_TASK DETAILS_
Exactly and only the lines from the one containing "Annotation task — mark the recessed" through the close of the entries below are to be set down.

_Saved entries_
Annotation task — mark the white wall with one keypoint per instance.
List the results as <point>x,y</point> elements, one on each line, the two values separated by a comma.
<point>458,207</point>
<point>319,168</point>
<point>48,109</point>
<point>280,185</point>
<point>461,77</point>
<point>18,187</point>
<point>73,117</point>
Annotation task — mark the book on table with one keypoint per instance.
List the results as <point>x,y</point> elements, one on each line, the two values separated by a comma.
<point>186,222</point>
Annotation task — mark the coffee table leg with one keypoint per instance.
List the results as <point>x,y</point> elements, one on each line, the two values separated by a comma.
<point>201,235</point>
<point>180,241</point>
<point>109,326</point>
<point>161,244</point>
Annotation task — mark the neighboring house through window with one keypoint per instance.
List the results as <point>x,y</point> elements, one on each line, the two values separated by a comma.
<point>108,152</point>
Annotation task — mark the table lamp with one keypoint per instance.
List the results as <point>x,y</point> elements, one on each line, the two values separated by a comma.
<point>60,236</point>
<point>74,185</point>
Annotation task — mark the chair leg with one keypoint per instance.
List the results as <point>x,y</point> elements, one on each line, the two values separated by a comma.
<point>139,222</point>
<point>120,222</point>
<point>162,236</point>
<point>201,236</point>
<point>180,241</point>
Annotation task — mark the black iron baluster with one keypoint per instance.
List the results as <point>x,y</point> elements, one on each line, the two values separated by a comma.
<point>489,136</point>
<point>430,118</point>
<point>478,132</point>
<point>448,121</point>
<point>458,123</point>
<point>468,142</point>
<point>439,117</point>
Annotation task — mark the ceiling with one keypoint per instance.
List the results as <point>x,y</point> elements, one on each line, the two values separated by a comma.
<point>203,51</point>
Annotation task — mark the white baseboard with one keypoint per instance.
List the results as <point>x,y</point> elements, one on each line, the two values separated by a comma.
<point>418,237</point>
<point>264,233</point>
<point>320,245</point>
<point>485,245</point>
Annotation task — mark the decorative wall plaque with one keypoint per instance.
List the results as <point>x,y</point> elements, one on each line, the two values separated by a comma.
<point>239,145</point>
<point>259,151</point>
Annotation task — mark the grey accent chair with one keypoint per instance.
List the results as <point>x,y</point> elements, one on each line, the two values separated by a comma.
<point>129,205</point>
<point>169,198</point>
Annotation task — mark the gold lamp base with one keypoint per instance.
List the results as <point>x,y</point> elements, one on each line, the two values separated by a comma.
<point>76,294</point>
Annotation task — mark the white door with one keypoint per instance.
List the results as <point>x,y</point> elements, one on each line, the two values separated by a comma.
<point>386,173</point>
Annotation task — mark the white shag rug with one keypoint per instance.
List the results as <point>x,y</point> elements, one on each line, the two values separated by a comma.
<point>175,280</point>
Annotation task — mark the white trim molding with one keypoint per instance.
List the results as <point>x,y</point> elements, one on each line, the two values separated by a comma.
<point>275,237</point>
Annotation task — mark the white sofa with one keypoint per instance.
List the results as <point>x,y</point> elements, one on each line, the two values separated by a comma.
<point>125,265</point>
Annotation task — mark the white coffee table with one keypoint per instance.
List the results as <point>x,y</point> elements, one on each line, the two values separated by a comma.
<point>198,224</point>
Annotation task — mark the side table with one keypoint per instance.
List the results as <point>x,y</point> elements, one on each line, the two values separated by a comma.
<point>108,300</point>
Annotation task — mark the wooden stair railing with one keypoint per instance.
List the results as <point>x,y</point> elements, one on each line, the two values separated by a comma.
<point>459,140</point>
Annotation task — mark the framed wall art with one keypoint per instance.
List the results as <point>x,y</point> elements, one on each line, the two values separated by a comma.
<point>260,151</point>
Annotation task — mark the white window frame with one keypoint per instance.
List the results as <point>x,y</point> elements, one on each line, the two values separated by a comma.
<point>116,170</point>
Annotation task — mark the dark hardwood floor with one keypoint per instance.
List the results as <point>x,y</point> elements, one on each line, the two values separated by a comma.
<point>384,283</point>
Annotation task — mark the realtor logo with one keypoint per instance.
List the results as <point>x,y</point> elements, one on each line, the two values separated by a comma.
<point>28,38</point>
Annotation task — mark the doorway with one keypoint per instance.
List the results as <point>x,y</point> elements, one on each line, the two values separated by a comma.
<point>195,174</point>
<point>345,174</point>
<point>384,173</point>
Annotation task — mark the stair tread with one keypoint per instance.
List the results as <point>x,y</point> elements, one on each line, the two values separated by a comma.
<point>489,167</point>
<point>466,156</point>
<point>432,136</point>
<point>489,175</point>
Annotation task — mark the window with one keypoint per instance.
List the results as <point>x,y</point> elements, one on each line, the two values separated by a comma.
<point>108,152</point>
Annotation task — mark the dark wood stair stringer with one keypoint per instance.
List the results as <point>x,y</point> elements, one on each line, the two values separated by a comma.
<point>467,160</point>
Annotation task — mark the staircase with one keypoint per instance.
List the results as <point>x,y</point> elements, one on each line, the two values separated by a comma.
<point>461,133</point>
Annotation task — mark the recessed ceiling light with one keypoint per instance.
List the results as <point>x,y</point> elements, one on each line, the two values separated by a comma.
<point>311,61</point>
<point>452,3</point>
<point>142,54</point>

_PROBLEM SOLUTION_
Annotation task — mark the recessed ceiling light with one keypoint per instance.
List the results as <point>x,y</point> elements, one on each line, the two values separated by a comma.
<point>311,61</point>
<point>452,3</point>
<point>142,54</point>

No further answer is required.